## Yang Harus Dikerjakan
1) Ubah paragraf abstrak yang diawali "Pada penulisan skripsi ini" menjadi daftar butir yang lebih ringkas dengan tetap memuat fakta utamanya.
2) Menurut abstrak, apa saja permasalahan yang dirumuskan dalam skripsi tersebut?
3) Tuliskan ulang tanpa perubahan seluruh isi abstrak mulai dari "Pada penulisan skripsi" terus ke bawah sampai "dengan topik penelitian.".

## Kutipan Teks
KEDUDUKAN HUKUM ANAK YANG LAHIR AKIBAT DARI PERCERAIAN LI’AN DALAM HUKUM WARIS ISLAM
Abstract
Seorang anak hasil dari perzinaan dan li’an, seperti sering diketahui
bahwa posisi mereka dalam ranah hukum waris sangatlah lemah, hal ini sebagai
akibat dari sebagian masyarakat yang belum sepenuhnya mengetahui dan
menyadari akan hak dan kewajiban seorang ahli waris terutama seorang anak hasil
hubungan zina dan li’an dalam keberadaannya diantara ahli waris yang lain.
Seorang anak dari hasil hubungan zina dan li’an disini mempunyai hak waris
tersendiri yang telah diatur dalam undang-undang dan harus diakui akan haknya
sebagai pelaksanaan dan perlindungan hukum terhadapnya. Berdasarkan uraian
diatas, penulis tertarik untuk meneliti dan membahas permasalahan tersebut dalam
suatu karya ilmiyah berbentuk skripsi dengan judul: “ KEDUDUKAN HUKUM
ANAK YANG LAHIR AKIBAT DARI PERCERAIAN LI’AN DALAM
HUKUM WARIS ISLAM “. Rumusan masalah dalam skripsi ini terdiri dari 2
(dua) permasalahan yaitu pertama bagaimana kedudukan hukum anak akibat dari
perceraian li’an menurut Hukum Islam dan yang kedua bagaimana warisan anak
akibat dari perceraian li’an menurut Hukum Islam.
Pada penulisan skripsi ini penulis menggunakan tipe penelitian yuridis
normatif (legal research) dengan menggunakan dua pendekatan masalah yaitu
pendekatan undang – undang (statute approach) dan pendekatan konseptual
(conceptual approach). Sedangkan bahan hukum yang digunakan meliputi bahan
hukum primer yang meliputi perundang – undangan, catatan resmi atau risalah
dalam pembuatan perundang- undangan dan putusan – putusan hakim,bahan
hukum sekunder berupa semua publikasi tentang hukum yang bukan merupakan
dokumen-dokumen resmi dan bahan non-hukum berupa buku – buku mengenai
Ilmu Politik, Ekonomi, Sosiologi, Filsafat, Kebudayaan ataupun laporan-laporan
penelitian non-hukum dan jurnal-jurnal non-hukum sepanjang mempunyai
relevansi dengan topik penelitian.

## Bahan yang Disediakan

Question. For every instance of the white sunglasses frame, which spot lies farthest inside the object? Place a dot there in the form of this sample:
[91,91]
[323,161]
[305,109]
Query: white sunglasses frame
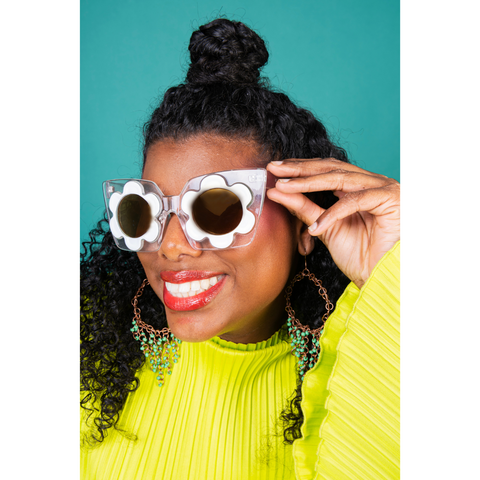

## Jawaban Tiap Butir
1)
- Tipe penelitian: yuridis normatif (legal research).
- Pendekatan masalah: pendekatan undang-undang (statute approach) dan pendekatan konseptual (conceptual approach).
- Bahan hukum primer: perundang-undangan, catatan resmi atau risalah pembuatan perundang-undangan, dan putusan hakim.
- Bahan hukum sekunder: semua publikasi tentang hukum yang bukan dokumen resmi.
- Bahan non-hukum: buku Ilmu Politik, Ekonomi, Sosiologi, Filsafat, dan Kebudayaan, serta laporan penelitian dan jurnal non-hukum yang relevan dengan topik penelitian.

2) Ada dua permasalahan, yaitu bagaimana kedudukan hukum anak akibat perceraian li'an menurut Hukum Islam dan bagaimana warisan anak akibat perceraian li'an menurut Hukum Islam.

3)
Pada penulisan skripsi ini penulis menggunakan tipe penelitian yuridis
normatif (legal research) dengan menggunakan dua pendekatan masalah yaitu
pendekatan undang – undang (statute approach) dan pendekatan konseptual
(conceptual approach). Sedangkan bahan hukum yang digunakan meliputi bahan
hukum primer yang meliputi perundang – undangan, catatan resmi atau risalah
dalam pembuatan perundang- undangan dan putusan – putusan hakim,bahan
hukum sekunder berupa semua publikasi tentang hukum yang bukan merupakan
dokumen-dokumen resmi dan bahan non-hukum berupa buku – buku mengenai
Ilmu Politik, Ekonomi, Sosiologi, Filsafat, Kebudayaan ataupun laporan-laporan
penelitian non-hukum dan jurnal-jurnal non-hukum sepanjang mempunyai
relevansi dengan topik penelitian.